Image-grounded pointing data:
※ ※ ※

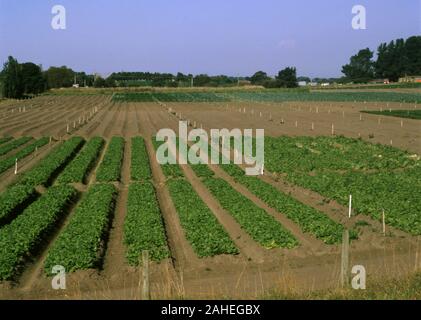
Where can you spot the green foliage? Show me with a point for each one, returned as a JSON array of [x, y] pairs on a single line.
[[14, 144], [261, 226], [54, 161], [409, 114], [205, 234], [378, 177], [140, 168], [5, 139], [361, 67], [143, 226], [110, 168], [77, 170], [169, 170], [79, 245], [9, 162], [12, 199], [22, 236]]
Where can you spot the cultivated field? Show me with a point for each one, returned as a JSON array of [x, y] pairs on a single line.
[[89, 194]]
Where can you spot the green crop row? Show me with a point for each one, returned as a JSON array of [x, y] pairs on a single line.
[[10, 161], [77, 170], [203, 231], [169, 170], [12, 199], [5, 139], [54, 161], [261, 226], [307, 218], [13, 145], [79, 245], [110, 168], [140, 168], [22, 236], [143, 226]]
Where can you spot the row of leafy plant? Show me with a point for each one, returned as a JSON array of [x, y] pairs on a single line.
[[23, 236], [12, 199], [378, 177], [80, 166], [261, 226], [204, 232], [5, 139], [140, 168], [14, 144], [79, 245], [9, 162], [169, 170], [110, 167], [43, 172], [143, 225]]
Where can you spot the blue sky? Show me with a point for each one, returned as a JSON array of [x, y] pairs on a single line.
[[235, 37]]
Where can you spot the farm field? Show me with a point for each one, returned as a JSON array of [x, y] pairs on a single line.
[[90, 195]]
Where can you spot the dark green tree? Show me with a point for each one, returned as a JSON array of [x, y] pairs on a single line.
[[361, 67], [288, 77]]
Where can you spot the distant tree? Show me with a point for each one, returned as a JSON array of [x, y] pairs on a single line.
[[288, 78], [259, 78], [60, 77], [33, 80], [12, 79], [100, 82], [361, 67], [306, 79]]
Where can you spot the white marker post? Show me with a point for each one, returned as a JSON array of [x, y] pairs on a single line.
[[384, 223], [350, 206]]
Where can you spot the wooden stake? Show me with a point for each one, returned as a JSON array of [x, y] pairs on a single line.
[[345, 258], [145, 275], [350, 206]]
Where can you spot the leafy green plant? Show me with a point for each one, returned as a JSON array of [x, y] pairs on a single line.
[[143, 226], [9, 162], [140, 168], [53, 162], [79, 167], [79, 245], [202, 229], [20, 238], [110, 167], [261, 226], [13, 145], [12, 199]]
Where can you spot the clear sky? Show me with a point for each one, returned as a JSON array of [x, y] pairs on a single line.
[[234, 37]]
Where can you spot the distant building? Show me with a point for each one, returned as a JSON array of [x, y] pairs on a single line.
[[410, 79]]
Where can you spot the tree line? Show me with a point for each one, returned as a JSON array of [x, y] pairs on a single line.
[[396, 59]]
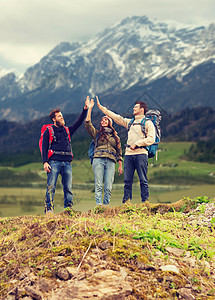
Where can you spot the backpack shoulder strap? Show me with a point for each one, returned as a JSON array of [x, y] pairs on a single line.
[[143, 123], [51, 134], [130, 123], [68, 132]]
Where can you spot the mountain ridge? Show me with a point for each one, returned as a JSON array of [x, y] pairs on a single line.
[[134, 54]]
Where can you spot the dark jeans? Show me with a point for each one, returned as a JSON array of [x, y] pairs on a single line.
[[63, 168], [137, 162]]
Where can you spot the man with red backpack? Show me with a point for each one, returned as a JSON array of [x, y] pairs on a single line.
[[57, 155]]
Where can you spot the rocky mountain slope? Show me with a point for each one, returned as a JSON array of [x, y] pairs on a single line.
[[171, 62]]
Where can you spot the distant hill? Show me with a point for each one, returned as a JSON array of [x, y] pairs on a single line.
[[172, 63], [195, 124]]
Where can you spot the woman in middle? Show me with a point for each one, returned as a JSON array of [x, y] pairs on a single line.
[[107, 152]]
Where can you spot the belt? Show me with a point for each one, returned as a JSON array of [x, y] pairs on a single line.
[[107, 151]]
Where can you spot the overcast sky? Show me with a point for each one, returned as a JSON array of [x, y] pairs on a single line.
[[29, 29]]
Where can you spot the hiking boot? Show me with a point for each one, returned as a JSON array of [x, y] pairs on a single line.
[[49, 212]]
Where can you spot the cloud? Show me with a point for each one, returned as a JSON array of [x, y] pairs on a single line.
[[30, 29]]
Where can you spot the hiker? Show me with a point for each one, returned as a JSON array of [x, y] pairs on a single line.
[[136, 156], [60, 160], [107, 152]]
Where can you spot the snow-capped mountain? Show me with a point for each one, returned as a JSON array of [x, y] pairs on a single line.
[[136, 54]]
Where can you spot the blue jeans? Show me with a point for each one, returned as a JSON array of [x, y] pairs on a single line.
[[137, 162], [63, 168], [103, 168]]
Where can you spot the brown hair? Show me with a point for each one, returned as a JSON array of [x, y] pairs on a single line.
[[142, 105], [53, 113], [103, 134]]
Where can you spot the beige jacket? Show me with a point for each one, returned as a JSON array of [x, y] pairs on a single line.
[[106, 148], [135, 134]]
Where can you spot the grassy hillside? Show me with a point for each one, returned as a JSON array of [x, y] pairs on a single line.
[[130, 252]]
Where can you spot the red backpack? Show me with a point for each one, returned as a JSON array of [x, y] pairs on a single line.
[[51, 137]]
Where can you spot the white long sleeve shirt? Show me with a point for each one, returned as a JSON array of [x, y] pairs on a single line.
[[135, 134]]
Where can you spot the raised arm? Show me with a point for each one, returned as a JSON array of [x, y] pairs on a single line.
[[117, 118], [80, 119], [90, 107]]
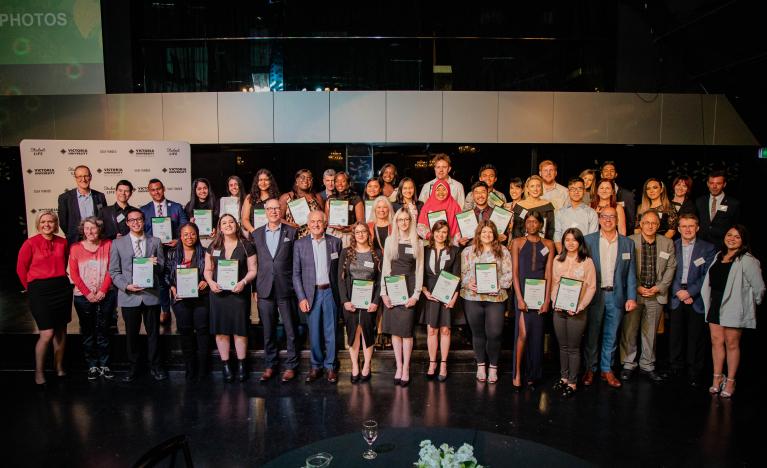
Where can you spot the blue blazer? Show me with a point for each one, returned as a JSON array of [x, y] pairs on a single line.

※ ※ ※

**What to do:** Each record is to be restated word for word; no picture goes in.

**Response:**
Where can you spot the green foliage? Show me with a point for each one, returned as a JSON array of [x, y] pairs on a single line.
[[14, 144], [261, 226], [54, 161], [409, 114], [205, 234], [378, 177], [140, 168], [5, 139], [361, 67], [143, 226], [110, 168], [77, 170], [169, 170], [79, 245], [9, 162], [12, 199], [22, 236]]
Where can you spot the cultivated field? Show me with a point for each one, returned as a JSON array of [x, y] pairs on a single line.
[[89, 194]]
Where can you spot the green crop row? Show me with a point for each one, returned as a JSON array of [x, y] pairs on a single line.
[[10, 161], [77, 170], [203, 231], [169, 170], [12, 199], [5, 139], [54, 161], [261, 226], [307, 218], [13, 145], [79, 245], [110, 168], [140, 168], [22, 236], [143, 226]]
Where can you spot the row of leafy plant? Show me with a point for each one, returned as a JSON array of [x, y] pairs on a single line.
[[23, 236], [12, 199], [378, 177], [80, 166], [261, 226], [204, 232], [5, 139], [140, 168], [14, 144], [79, 245], [9, 162], [169, 170], [110, 167], [43, 172], [143, 225]]
Where can you spot the blue sky? Show me with a point for each one, returned as a JSON array of [x, y] pairs on a single line.
[[235, 37]]
Where can you spot the farm field? Show me with a point for each one, returned as a JSON array of [x, y] pairs on a single line.
[[90, 195]]
Where can you spot the dark green tree? Show me with a point for each one, returned as a JSON array of [x, y] pairs on a single line.
[[361, 67], [288, 77]]
Where can you spot the distant tree? Show me with a point for each one, returned as a JSON array of [x, y] pairs on a single line.
[[288, 78], [259, 78], [60, 77], [33, 80], [12, 79], [100, 82], [361, 67], [306, 79]]
Where can you spot the white marker post? Show me with a point for each one, returned as a JSON array of [x, y] pairs on a single line.
[[384, 223], [350, 206]]
Where can you spot the wooden stake? Show me with a point for each one, returned as a JSON array of [x, y] pairs on a single line.
[[345, 258], [145, 275], [350, 206]]
Where can you spot the leafy green plant? Show me with a point for each one, returned as a JSON array of [x, y] pairs on a single line.
[[143, 226], [9, 162], [140, 168], [53, 162], [79, 167], [79, 245], [202, 229], [20, 238], [110, 167], [261, 226], [13, 145], [12, 199]]
Where can you spot the clear sky? Show me with a point for each one, returned as a JSON array of [x, y] pairs on a single line.
[[234, 37]]
Where can you spot the distant building? Show me with a point for each one, returned as a JSON array of [x, y] pairs on a single line.
[[410, 79]]
Where can you spot the tree line? Show me with a point for each one, returned as a JSON array of [x, y] pairs on a single line.
[[396, 59]]
Where can you spot the backpack shoulder strap? Show me with a point for each one, returned as a JSON array of [x, y] pairs on a single line.
[[143, 123], [51, 134], [130, 123], [68, 132]]
Where can you spot the mountain ridge? Show me with a point for each one, returned as a JSON array of [x, y] pairs on a single line.
[[134, 54]]
Where can you spot the dark jeans? Show me with a point for each one, returned as a JSON array of [x, y] pairs on a single line.
[[63, 168], [137, 162]]
Where can you spot the man with red backpack? Show me with a point for each one, returned as a JSON array of [x, y] pairs on a single line.
[[57, 155]]
Where can you spot the rocky mountain slope? Show me with a point for each one, returned as a JSON array of [x, y] pairs on a single line.
[[171, 62]]
Where can you spot the distant hill? Show me with a point for each one, returned as a JSON array of [x, y] pairs on a single line.
[[172, 63], [195, 124]]
Where can you spot the woman in middle? Show me with a point for each one, returned as a JSON array of [x, y] pairs on a single line.
[[107, 152]]
Where can you spot the belt? Show me with a point for each one, returned as a JSON array of [x, y] pairs on a single line.
[[107, 151]]
Where can you spot the overcast sky? Show me with a point for each one, returned as a JSON array of [x, y] pairs on a single line.
[[29, 29]]
Where can you spot the hiking boot? Show me with a point for each one, returned as a JSON array of [x, y] pairs on a single line.
[[49, 212]]
Where can you spot the cloud? Show me with a point for each one, returned as a JSON array of [x, y] pairs on a single line.
[[30, 29]]
Where can you spot the hiker? Show me with a point for each one, returned as a JSON array of [x, y] pairs on a single line.
[[136, 156], [60, 160], [107, 152]]
Where can you spot the snow-capped mountain? Show me with a point for each one, returned as a JSON array of [x, y] pairs on a single line.
[[136, 54]]
Where can you spot the blue jeans? Show me with a point for each one, returned as a JSON array of [x, y] pairs on a single line.
[[137, 162], [63, 168], [103, 168]]
Where can you spot the brown hair? Show me with a point for each one, returned as a JSON array of [x, y] pairs on a single line.
[[142, 105], [53, 113], [103, 134]]
Where can you spot the beige jacket? Show me with a point for each one, returned as a JSON array of [x, y] pairs on a single line.
[[106, 148], [135, 134]]
Where can you spot the grassy hillside? Show me with a point for each one, returned as a JSON array of [x, y] pairs on a single line.
[[130, 252]]
Where can you spot the red backpack? Show me with a point for each one, returned as a JSON array of [x, y] pairs on a single line.
[[51, 137]]
Where can you spot the white long sleeve shirt? Show me with a point for each one, returned as a JSON array of [x, y] pairs on a single line.
[[135, 134]]
Where can you spot the raised arm? Show me with a point for each one, returned as a JSON array of [x, y] pairs on a single line.
[[117, 118], [80, 119], [90, 107]]
Where can you spot the blue blazer? Show me with a point for each one, returned as a JSON array of [x, y] pairs on a single line.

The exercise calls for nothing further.